→ Your assignment:
Let your answer be the line containing "Target: water surface" and every line below it to the end of the records, copied exactly.

→ Given records:

------------------------------------------------------------------------

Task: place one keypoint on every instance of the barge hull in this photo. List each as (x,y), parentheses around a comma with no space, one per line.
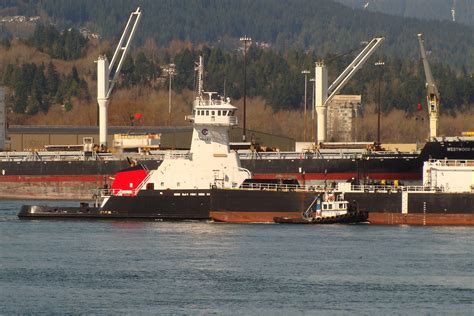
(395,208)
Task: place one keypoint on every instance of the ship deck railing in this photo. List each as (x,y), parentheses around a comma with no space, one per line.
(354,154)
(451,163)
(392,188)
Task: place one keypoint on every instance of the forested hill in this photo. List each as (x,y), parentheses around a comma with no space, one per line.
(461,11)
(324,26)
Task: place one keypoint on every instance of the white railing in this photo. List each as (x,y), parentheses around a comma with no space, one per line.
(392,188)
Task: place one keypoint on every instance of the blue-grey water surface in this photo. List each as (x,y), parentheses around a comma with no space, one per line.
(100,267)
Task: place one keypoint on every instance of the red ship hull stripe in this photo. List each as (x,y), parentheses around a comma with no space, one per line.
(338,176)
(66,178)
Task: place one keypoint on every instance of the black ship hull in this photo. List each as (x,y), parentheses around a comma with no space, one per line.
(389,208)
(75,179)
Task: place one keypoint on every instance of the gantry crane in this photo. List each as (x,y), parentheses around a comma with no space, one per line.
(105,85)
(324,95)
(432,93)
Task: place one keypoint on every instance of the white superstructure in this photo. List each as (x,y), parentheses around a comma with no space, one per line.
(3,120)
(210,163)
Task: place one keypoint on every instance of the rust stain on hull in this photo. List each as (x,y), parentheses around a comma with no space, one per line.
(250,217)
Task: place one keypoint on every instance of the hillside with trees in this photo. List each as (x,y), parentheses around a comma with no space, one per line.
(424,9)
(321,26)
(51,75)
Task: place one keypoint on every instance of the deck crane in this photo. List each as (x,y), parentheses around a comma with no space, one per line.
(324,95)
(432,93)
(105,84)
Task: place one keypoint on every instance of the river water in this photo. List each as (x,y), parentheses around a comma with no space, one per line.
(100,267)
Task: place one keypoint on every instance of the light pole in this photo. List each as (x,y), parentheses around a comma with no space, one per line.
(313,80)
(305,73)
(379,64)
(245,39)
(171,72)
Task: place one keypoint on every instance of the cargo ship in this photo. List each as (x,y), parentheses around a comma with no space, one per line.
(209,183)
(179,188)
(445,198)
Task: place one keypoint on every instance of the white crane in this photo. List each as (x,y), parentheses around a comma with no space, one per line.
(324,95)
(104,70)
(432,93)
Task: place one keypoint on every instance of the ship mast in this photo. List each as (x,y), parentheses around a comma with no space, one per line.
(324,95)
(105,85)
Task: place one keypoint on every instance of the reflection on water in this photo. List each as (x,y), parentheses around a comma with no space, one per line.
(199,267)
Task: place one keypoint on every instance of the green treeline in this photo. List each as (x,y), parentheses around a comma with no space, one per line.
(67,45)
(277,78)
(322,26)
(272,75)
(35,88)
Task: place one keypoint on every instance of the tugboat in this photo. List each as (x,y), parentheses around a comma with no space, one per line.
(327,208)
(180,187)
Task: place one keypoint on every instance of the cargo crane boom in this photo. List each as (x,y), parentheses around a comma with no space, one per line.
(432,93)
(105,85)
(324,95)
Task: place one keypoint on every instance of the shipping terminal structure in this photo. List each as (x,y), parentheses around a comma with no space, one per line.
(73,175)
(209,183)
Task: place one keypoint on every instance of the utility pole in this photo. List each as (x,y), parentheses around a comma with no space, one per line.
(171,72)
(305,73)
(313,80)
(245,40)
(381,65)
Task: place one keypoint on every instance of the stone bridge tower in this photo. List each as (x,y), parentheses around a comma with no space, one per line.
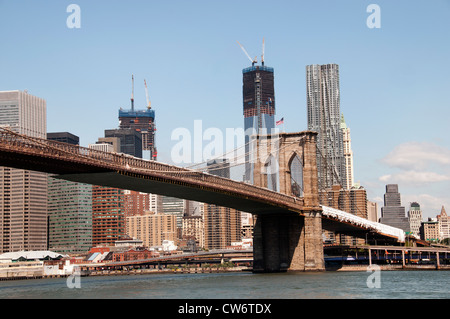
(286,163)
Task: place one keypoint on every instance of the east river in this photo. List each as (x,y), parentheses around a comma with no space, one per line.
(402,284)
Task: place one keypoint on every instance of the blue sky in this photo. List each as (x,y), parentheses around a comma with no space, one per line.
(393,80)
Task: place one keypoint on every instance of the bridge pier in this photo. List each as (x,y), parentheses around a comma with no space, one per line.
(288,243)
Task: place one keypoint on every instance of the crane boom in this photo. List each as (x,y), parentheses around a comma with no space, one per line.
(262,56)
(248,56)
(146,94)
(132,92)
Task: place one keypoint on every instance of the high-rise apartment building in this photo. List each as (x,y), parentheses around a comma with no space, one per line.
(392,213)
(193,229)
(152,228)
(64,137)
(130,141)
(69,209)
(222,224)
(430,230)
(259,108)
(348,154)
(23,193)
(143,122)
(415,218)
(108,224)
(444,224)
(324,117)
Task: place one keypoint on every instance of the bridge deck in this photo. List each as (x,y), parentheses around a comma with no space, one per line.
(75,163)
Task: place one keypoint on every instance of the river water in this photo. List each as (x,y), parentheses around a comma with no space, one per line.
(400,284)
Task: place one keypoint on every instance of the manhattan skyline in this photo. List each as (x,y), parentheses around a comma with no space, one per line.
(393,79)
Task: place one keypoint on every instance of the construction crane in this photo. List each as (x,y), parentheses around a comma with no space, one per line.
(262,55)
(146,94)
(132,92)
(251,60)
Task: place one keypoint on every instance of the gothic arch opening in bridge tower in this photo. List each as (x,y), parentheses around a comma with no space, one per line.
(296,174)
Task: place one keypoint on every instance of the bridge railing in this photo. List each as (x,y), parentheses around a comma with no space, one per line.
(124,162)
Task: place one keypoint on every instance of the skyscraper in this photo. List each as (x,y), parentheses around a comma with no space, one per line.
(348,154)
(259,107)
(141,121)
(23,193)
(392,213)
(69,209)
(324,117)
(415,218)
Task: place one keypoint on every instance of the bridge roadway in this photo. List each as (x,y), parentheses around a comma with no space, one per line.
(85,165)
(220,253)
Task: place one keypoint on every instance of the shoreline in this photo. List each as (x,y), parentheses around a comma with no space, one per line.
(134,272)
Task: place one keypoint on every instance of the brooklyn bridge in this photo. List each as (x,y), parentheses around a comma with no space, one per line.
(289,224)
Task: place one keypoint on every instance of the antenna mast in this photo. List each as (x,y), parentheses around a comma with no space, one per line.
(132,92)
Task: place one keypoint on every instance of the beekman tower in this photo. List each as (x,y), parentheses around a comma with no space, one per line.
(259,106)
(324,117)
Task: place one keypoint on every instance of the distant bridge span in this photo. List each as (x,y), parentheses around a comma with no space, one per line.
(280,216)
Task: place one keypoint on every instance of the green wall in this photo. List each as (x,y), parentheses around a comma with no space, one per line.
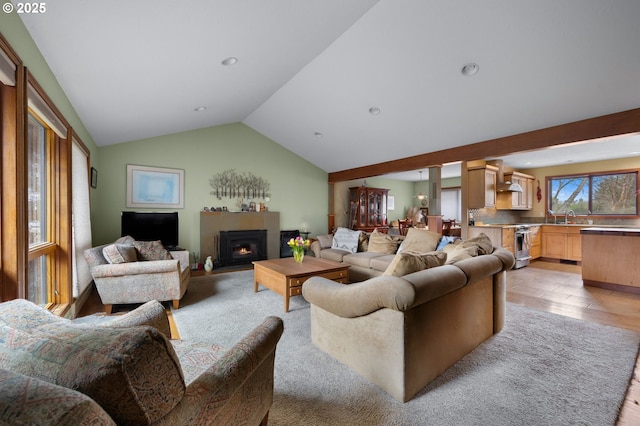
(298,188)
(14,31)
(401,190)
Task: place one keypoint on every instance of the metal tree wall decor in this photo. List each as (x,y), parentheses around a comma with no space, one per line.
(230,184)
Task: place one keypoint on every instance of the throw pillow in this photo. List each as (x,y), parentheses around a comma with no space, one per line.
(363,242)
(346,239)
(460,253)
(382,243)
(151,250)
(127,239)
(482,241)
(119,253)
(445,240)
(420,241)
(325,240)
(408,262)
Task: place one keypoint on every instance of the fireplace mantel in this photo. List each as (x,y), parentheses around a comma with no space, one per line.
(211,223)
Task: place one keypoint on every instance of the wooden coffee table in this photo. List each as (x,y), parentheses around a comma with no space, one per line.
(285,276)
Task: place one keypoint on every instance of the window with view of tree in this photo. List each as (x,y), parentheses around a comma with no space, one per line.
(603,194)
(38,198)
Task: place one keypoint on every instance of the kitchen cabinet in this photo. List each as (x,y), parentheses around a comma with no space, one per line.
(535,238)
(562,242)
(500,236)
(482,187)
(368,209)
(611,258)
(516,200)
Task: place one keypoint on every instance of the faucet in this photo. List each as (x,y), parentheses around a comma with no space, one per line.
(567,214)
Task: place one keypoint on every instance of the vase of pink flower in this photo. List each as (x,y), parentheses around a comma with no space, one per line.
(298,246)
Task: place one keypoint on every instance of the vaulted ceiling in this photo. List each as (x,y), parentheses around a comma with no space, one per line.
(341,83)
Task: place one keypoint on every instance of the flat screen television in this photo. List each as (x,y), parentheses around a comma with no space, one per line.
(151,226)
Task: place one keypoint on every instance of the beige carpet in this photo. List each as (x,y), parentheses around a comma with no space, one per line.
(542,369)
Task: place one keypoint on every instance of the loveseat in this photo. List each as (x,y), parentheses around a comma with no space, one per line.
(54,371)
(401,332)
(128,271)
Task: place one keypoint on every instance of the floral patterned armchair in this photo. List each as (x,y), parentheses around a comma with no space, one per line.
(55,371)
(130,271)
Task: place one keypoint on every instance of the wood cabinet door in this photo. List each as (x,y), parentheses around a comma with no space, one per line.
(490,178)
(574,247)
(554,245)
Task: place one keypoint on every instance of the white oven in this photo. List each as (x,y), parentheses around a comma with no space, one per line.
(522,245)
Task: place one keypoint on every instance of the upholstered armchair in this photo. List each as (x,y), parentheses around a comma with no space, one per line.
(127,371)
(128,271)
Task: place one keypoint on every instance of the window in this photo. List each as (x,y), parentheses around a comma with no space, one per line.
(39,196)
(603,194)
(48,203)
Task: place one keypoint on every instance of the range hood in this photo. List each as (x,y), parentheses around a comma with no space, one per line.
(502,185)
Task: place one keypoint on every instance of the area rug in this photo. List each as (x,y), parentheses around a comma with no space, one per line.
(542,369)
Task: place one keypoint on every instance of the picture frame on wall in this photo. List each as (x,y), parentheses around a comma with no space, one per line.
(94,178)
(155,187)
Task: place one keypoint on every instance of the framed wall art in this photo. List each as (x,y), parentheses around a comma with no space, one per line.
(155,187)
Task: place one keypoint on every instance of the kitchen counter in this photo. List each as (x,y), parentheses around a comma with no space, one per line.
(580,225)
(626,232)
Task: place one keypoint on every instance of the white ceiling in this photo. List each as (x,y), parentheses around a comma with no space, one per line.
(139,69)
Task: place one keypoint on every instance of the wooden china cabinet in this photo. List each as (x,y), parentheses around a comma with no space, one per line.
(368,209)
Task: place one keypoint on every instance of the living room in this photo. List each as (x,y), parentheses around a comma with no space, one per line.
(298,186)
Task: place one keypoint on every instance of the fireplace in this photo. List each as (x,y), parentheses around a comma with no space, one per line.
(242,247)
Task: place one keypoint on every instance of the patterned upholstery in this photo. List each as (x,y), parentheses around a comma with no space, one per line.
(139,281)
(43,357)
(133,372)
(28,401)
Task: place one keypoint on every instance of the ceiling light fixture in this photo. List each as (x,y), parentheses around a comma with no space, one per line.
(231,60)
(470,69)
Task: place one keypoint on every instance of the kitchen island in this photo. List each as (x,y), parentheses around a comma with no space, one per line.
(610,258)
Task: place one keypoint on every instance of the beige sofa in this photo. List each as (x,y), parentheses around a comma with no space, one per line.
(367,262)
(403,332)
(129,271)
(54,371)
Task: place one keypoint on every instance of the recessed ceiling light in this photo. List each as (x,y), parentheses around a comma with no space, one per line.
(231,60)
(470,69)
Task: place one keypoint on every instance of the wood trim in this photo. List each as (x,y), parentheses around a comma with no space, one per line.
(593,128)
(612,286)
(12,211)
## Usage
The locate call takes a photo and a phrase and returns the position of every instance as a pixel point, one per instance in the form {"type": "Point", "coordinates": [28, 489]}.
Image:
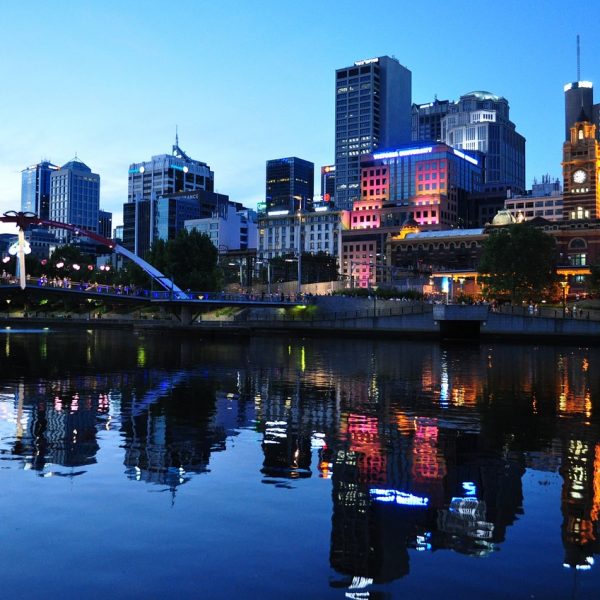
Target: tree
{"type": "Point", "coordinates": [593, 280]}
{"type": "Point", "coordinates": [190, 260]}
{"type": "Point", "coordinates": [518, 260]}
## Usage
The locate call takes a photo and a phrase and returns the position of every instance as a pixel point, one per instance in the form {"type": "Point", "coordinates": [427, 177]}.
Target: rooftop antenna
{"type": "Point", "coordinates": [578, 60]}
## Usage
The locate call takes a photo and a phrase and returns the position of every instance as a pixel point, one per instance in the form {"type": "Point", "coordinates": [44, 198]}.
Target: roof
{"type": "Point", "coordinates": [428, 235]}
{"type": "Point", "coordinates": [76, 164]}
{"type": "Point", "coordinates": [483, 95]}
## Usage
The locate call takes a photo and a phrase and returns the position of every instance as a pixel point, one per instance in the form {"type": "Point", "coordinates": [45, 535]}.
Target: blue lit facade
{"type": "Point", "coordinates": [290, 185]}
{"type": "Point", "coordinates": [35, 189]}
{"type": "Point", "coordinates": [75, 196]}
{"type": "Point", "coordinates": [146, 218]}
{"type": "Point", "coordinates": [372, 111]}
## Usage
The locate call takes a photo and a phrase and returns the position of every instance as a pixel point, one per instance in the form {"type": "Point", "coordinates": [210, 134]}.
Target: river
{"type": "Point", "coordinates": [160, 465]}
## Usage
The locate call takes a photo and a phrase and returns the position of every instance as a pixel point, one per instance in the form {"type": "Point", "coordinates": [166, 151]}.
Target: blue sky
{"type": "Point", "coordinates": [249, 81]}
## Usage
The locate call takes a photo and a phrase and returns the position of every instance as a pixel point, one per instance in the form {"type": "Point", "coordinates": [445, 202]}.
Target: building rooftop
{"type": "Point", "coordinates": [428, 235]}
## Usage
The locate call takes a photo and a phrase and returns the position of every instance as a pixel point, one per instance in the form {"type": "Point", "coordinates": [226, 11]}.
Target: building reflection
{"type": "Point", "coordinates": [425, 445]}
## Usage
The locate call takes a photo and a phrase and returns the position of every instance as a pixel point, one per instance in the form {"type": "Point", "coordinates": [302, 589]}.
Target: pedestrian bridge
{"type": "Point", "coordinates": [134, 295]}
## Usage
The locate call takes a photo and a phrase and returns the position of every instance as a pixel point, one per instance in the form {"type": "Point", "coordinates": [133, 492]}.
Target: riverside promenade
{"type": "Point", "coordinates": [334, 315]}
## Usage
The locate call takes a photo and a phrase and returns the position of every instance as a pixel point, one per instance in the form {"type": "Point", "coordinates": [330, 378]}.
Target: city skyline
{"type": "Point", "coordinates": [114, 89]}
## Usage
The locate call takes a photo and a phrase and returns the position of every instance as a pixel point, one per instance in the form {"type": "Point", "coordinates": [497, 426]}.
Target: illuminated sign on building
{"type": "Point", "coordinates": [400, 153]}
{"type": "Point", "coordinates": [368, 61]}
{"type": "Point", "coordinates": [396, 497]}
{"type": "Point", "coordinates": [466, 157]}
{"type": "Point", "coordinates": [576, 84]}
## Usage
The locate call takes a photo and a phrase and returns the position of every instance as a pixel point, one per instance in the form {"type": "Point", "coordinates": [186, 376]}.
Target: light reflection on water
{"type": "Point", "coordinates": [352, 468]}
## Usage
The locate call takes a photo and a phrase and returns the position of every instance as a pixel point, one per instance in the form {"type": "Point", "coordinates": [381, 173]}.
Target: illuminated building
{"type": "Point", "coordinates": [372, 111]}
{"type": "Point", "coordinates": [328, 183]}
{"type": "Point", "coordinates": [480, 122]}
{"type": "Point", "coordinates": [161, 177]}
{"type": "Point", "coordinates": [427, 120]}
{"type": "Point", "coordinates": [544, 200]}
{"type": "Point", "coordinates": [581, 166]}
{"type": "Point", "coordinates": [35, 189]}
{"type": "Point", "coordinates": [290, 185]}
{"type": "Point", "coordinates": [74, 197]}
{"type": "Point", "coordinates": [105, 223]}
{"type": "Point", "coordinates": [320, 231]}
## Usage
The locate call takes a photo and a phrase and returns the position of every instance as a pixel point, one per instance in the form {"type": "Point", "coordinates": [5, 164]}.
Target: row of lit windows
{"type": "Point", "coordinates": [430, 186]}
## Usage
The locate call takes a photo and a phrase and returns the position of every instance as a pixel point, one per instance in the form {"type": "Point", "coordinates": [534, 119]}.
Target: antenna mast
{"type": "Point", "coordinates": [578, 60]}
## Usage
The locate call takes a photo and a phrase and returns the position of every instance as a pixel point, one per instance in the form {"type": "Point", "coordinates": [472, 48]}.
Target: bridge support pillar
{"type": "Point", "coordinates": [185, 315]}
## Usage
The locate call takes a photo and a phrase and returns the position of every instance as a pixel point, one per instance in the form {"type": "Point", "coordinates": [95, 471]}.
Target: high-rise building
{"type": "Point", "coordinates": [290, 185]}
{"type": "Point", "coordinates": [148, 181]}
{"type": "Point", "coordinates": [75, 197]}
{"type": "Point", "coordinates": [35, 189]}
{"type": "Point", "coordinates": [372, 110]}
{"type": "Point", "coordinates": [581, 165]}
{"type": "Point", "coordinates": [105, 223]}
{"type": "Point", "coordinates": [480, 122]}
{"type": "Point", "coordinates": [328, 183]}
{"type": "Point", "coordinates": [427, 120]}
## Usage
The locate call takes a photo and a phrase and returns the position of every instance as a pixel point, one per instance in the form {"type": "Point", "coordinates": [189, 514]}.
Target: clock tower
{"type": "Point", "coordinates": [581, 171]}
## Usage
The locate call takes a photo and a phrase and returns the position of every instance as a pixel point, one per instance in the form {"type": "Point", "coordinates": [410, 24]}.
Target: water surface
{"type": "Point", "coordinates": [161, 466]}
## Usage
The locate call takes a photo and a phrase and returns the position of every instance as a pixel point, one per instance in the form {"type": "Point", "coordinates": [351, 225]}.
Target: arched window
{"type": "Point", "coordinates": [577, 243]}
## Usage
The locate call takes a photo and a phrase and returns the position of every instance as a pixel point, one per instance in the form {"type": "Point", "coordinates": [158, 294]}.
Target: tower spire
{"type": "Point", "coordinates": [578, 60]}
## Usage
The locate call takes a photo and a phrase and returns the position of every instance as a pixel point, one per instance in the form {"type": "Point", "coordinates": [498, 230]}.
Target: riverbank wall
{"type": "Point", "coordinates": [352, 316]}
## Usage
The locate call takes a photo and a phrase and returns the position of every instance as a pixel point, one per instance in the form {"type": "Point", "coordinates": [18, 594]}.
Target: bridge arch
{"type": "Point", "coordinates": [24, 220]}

------------------------------------------------------------------------

→ Expected answer:
Target: water surface
{"type": "Point", "coordinates": [161, 466]}
## Usage
The locate call takes a photo and a phrase and returns the position of every instance as a pixel point, one per instance in the form {"type": "Point", "coordinates": [351, 225]}.
Target: arched window
{"type": "Point", "coordinates": [577, 243]}
## Usage
The locate call takes a photo and a phrase and returns the position of every instance as a pixel point, one per instance in the form {"type": "Point", "coordinates": [158, 294]}.
Target: tower spire
{"type": "Point", "coordinates": [578, 60]}
## Usage
The locate call takes a photo and a phrase and returns the position of every instance as a pixel point, one per instance in the form {"type": "Point", "coordinates": [498, 230]}.
Target: riverbank wall
{"type": "Point", "coordinates": [352, 316]}
## Usage
The locate call takes a photo and a phrase and returns the position of every instance as a pixel point, one per instance in the form {"type": "Point", "coordinates": [18, 594]}.
Target: bridge arch
{"type": "Point", "coordinates": [24, 220]}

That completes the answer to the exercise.